◆ **Exercise aim**
Search the listing for the string "below" and copy every line that contains it.

+++

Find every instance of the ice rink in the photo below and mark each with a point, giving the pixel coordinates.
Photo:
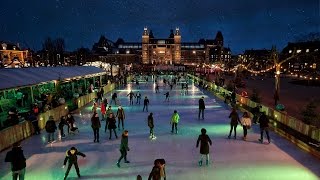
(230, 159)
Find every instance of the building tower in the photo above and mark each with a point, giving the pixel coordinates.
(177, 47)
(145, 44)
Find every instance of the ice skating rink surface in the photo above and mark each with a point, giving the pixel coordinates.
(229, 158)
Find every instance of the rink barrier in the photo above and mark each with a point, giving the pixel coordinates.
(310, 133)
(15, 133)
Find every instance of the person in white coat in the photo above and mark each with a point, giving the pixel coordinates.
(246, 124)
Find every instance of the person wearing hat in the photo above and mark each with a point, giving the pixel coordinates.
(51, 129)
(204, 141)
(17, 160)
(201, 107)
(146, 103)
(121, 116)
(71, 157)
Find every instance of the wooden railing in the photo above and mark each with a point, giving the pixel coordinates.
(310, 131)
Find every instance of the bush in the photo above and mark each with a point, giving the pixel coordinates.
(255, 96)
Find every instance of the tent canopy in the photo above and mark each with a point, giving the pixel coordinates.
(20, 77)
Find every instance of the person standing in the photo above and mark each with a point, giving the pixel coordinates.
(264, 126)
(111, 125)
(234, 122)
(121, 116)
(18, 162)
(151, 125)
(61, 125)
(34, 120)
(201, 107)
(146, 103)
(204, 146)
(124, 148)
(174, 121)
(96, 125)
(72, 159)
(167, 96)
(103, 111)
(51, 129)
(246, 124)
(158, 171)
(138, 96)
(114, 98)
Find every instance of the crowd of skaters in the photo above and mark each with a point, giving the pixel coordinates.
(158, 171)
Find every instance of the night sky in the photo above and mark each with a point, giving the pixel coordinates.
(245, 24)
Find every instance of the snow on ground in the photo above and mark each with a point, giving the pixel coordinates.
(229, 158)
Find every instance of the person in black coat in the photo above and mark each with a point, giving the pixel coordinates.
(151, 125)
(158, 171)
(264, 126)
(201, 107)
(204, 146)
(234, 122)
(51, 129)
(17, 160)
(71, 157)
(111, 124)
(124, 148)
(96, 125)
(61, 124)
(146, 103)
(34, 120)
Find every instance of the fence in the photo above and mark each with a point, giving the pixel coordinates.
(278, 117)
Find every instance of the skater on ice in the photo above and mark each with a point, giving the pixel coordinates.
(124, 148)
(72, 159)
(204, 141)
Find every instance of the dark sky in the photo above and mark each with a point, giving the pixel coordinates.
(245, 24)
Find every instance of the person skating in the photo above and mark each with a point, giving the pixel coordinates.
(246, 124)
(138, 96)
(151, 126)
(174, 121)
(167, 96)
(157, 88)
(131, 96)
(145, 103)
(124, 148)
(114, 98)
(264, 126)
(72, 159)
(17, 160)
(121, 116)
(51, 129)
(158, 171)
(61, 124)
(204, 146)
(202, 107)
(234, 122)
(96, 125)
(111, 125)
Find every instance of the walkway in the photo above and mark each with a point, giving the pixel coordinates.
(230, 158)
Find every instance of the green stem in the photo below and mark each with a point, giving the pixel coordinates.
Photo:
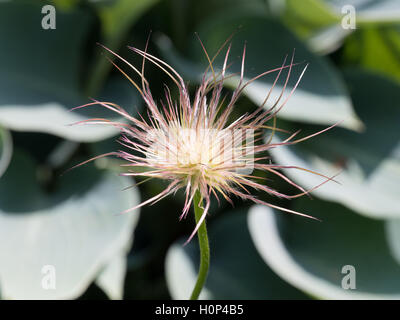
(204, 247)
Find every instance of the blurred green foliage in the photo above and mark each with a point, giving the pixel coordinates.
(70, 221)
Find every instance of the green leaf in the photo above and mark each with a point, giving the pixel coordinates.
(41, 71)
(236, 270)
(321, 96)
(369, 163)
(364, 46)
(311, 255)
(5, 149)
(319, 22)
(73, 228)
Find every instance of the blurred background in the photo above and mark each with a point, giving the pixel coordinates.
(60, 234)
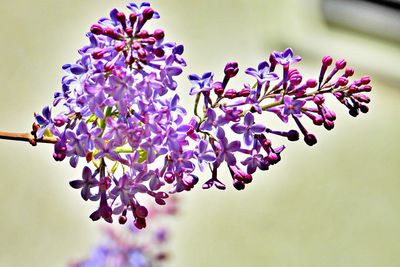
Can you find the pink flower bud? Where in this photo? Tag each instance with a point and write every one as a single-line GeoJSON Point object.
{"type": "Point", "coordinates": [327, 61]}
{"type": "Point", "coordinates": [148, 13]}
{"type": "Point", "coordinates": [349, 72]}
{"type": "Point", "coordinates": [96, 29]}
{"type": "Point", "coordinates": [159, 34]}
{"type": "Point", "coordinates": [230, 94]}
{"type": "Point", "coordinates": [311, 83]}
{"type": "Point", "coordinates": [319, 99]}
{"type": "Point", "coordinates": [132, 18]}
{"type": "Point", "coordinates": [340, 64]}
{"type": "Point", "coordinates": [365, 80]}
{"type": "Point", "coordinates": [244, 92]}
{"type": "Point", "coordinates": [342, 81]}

+++

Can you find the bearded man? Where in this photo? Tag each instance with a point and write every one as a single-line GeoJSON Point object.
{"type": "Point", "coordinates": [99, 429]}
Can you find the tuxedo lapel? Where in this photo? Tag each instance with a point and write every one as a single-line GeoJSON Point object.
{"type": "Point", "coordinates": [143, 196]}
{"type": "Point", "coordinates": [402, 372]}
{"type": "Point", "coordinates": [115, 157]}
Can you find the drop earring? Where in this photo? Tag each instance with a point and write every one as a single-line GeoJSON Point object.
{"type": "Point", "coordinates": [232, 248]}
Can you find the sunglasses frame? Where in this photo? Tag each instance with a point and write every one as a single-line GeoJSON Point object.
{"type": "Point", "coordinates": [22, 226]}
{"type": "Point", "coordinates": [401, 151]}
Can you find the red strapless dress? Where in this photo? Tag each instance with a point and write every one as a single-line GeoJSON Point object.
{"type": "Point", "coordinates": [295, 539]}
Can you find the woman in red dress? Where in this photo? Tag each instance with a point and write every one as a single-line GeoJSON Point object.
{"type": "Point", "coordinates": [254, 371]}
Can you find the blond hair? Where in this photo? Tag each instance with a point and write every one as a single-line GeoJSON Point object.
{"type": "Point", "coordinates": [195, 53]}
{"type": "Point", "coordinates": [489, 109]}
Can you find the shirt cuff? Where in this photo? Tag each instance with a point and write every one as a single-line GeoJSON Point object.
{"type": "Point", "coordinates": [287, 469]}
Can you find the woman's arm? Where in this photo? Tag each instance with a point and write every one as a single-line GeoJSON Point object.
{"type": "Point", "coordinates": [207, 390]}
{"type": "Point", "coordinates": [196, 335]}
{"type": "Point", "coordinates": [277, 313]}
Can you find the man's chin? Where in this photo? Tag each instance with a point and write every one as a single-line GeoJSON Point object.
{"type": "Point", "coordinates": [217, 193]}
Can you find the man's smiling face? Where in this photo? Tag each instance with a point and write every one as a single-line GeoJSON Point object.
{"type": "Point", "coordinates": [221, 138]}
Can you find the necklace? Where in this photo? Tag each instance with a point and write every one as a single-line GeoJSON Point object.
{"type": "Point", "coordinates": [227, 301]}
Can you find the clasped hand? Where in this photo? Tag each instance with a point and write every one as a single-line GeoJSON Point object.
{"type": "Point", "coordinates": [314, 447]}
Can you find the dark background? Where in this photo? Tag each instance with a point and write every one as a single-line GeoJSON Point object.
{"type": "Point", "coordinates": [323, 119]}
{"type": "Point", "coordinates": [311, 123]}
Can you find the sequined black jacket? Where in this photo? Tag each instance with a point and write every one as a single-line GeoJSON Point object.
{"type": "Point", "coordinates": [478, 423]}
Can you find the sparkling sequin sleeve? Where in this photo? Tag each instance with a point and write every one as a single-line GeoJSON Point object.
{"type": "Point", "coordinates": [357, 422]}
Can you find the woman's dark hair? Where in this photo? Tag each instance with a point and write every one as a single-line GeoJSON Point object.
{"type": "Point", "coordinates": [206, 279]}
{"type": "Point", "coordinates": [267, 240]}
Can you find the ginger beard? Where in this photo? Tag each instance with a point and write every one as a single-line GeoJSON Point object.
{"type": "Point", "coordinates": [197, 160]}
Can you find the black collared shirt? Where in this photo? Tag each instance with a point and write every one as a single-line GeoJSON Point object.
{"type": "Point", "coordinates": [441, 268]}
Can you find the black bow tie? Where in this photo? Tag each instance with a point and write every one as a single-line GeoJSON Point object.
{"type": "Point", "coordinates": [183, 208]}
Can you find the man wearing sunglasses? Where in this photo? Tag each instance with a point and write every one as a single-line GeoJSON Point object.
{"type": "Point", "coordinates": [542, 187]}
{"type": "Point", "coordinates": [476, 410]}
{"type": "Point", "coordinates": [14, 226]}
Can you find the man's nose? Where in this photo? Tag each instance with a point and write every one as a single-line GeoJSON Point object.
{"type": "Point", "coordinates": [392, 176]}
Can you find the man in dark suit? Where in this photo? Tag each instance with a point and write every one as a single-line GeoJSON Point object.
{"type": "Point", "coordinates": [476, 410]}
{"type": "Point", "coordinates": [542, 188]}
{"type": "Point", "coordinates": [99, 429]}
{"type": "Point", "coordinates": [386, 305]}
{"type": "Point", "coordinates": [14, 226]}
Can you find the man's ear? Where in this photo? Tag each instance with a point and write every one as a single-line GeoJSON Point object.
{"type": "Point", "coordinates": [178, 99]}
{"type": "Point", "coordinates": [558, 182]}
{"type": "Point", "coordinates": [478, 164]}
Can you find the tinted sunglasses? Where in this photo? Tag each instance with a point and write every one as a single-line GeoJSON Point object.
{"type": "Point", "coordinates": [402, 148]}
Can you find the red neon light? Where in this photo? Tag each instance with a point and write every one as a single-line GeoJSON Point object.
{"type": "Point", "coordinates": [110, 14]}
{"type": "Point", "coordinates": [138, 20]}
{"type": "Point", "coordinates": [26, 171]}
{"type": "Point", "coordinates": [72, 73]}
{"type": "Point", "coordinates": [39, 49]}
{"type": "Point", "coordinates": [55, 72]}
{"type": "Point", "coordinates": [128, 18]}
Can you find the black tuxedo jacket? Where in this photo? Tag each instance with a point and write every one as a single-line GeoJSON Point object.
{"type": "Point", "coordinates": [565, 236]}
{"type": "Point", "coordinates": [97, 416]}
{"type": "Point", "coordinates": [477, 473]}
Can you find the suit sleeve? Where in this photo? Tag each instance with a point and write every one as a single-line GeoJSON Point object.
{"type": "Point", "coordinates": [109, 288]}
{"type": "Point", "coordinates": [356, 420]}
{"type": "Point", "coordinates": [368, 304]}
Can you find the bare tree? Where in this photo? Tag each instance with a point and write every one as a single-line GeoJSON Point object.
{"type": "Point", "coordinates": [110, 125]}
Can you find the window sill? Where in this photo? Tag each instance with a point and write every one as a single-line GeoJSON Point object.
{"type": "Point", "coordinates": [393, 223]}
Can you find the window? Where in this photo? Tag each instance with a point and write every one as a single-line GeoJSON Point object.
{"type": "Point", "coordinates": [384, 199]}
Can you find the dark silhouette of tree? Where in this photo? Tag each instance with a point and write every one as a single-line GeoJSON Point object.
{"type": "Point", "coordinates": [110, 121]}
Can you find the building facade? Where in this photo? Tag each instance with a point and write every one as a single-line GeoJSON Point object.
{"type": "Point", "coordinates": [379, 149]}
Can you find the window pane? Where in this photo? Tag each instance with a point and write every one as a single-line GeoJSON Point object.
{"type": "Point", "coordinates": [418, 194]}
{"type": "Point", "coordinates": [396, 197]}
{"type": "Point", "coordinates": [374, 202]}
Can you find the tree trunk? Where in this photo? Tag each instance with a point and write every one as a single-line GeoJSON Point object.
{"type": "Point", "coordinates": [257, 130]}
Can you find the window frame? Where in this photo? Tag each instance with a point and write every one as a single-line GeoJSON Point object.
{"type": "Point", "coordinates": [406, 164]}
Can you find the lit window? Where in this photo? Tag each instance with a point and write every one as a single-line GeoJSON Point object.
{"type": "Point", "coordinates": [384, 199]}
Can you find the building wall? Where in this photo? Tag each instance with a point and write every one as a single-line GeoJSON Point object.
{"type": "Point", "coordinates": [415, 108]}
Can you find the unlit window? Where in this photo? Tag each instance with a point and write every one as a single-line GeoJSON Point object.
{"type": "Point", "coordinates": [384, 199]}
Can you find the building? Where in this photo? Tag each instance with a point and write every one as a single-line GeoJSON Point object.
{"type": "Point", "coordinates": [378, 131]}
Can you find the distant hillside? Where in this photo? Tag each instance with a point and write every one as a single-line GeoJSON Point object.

+++

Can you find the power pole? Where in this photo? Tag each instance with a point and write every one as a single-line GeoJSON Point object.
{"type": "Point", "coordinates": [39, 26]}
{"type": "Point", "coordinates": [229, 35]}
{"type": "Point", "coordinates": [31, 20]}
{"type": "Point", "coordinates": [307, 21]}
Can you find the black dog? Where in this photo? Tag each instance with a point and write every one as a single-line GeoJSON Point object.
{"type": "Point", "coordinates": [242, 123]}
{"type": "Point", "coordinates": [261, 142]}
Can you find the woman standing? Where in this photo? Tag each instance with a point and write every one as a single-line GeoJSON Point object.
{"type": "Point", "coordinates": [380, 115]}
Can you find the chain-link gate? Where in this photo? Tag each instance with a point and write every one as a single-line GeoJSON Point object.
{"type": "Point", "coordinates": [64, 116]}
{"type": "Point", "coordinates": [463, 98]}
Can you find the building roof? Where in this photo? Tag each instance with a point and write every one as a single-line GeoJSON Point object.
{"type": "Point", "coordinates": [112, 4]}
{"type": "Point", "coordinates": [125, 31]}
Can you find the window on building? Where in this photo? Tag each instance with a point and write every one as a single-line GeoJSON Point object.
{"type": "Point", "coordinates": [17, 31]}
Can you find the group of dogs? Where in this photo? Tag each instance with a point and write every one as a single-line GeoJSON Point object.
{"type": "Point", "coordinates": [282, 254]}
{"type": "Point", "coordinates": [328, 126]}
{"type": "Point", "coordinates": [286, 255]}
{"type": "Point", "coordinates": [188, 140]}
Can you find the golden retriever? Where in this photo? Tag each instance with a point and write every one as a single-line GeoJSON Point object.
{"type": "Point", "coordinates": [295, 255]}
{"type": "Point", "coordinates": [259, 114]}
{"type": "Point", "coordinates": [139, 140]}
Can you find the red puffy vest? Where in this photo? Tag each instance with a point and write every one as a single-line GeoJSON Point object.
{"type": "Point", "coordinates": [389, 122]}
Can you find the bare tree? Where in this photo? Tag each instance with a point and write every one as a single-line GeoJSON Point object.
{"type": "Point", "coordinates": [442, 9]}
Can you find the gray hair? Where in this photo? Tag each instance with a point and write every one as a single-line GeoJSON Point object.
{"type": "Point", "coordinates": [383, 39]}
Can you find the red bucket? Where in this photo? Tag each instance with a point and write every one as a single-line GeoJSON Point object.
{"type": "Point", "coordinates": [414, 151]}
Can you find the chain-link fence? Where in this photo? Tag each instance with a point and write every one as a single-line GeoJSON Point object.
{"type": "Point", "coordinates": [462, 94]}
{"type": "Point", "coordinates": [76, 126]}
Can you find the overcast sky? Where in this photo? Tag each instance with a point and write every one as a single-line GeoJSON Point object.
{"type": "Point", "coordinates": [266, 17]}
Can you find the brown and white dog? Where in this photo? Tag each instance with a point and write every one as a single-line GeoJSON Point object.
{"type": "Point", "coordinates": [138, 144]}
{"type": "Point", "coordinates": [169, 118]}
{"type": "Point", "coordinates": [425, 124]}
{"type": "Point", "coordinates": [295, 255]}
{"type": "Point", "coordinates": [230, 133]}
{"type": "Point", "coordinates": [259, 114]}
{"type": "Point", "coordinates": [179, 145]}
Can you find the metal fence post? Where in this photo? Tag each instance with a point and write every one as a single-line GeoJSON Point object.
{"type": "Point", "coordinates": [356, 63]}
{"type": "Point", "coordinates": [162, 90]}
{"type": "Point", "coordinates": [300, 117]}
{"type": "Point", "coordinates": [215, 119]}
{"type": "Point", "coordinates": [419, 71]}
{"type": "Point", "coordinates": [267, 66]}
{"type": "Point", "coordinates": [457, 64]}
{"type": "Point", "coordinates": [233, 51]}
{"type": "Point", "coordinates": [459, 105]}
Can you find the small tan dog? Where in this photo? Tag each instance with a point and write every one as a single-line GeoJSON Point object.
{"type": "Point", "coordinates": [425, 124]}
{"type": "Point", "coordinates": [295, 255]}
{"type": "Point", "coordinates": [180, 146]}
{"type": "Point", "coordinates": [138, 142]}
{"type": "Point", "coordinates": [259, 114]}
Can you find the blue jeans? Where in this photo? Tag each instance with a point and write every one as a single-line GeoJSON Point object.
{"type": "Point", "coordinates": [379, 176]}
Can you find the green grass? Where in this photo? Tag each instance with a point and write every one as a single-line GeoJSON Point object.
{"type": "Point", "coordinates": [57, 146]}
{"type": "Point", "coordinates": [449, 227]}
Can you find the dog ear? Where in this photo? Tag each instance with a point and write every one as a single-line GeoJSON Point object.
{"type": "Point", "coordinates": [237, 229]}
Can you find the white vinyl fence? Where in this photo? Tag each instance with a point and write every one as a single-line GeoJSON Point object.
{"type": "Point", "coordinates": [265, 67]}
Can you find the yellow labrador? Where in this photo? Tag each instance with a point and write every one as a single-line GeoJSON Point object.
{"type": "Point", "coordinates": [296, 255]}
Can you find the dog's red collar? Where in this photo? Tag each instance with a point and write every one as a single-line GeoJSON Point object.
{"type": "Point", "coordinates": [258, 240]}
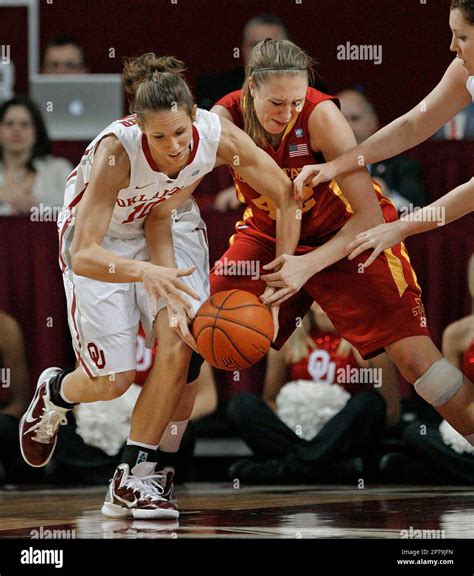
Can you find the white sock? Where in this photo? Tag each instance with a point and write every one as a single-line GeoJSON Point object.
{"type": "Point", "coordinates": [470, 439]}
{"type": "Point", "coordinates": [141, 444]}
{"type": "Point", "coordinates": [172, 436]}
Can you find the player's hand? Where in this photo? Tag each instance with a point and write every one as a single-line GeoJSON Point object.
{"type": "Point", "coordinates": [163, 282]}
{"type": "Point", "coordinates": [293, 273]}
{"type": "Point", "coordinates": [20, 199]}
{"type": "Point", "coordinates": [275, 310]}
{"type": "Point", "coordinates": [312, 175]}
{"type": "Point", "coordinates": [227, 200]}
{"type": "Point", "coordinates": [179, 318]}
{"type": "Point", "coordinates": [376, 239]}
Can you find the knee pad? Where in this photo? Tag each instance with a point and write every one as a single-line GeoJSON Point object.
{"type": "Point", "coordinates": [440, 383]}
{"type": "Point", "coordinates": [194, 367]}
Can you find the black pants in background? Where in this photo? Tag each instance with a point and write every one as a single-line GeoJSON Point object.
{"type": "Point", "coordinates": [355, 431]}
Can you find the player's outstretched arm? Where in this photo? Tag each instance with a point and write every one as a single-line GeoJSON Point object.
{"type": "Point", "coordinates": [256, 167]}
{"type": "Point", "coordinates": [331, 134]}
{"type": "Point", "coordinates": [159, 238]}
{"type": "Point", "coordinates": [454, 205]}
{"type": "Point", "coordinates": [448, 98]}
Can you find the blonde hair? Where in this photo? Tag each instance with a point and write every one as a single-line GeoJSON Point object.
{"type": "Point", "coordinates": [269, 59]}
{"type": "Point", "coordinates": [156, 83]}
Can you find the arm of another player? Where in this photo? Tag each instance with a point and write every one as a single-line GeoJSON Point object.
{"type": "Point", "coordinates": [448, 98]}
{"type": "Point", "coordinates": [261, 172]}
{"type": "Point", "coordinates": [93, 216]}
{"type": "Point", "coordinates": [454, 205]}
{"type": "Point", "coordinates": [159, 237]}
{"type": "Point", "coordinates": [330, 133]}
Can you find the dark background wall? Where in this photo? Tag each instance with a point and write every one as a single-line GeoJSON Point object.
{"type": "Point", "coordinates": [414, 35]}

+++

◆ **Answer to the exercise**
Find every instance of the ice rink in the photo below and mark each with a point, giving the pixel coordinates.
Find every instance of the green stem in the photo below and mark each with a point, giving the pixel coordinates.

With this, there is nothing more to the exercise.